(Records from a data collection)
————————

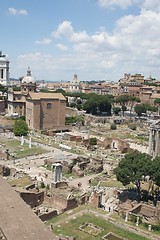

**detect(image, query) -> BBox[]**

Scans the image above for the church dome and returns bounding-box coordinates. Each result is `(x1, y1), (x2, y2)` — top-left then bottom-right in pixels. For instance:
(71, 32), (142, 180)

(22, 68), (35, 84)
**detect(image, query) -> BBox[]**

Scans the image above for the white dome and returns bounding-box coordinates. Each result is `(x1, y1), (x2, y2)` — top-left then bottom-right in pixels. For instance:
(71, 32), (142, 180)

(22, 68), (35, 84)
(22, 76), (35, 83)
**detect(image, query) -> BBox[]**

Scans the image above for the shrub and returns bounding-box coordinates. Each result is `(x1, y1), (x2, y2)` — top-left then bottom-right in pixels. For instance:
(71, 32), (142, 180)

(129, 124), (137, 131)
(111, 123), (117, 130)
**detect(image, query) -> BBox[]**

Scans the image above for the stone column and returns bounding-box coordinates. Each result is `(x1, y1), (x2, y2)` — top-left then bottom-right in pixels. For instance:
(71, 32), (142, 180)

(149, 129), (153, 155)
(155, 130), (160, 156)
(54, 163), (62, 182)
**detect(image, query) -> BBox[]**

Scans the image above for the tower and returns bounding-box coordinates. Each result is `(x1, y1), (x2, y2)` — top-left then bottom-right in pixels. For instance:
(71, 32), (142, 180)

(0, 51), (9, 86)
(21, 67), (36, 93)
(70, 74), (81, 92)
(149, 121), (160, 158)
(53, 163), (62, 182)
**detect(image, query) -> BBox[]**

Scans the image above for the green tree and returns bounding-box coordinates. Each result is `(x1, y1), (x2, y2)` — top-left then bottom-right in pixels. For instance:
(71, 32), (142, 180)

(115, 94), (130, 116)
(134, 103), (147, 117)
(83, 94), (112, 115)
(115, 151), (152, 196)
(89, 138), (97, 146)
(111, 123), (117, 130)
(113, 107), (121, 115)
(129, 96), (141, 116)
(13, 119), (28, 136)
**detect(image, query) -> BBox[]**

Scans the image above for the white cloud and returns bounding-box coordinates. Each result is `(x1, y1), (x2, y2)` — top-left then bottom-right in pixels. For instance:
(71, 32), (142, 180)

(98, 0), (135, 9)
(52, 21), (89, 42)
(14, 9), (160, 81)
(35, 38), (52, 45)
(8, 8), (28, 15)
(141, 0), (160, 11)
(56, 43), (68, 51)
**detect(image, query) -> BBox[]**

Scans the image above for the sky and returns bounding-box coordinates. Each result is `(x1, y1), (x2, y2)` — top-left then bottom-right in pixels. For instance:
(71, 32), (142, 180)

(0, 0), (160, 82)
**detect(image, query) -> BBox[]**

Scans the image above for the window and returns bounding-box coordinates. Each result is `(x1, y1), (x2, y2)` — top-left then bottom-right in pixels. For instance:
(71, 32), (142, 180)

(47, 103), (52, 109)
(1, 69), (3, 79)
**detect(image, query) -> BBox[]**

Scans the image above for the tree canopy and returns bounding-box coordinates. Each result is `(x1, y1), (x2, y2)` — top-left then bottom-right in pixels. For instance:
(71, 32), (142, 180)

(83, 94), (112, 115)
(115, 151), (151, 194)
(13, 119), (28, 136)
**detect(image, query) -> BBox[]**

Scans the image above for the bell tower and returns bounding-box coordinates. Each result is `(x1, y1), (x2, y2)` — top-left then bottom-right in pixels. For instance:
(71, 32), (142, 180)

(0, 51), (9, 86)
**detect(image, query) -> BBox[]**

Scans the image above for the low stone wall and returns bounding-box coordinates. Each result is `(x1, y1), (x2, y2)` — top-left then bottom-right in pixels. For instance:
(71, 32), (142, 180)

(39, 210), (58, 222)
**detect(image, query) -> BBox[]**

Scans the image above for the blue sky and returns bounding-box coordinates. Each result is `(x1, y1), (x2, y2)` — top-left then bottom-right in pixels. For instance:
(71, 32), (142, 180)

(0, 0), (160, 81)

————————

Exercise
Reproduce the lines from the first line through the line containing "(54, 163), (62, 182)", including both ends, and increase every bounding-box coordinate in the answers by 52 while leaving the requests and their format samples unchanged. Omit the pictures from your response.

Answer to this exercise
**detect(image, query) -> BBox[]**

Scans the image above for the church dome and returns bounding-box coordinates. Each result is `(x1, y1), (x2, y2)` — top-left then bottom-right in pixels. For instance:
(71, 32), (142, 180)

(74, 120), (87, 136)
**detect(image, query) -> BBox[]**

Scans the image above for the white dome and returns bounding-box coordinates. Each result is `(x1, y1), (x2, y2)` — top-left then bottom-right in pixels. For instance:
(71, 32), (142, 180)

(74, 120), (87, 136)
(74, 128), (87, 135)
**detect(image, query) -> BBox[]**

Scans the image above for the shrub and returns bounding-box coordinates. Each result is `(x1, y1), (x2, y2)` — top-left then bottom-right in pixels. For instance:
(71, 32), (142, 180)

(181, 176), (189, 183)
(163, 175), (169, 182)
**detect(image, query) -> BBox[]**

Scans the image above for the stone column and returns bounding-box coordinates. Each result is `(x1, y1), (x2, y2)` — top-left then bottom-right in pixels. For instance:
(71, 32), (142, 180)

(201, 181), (205, 207)
(207, 182), (212, 208)
(106, 215), (114, 234)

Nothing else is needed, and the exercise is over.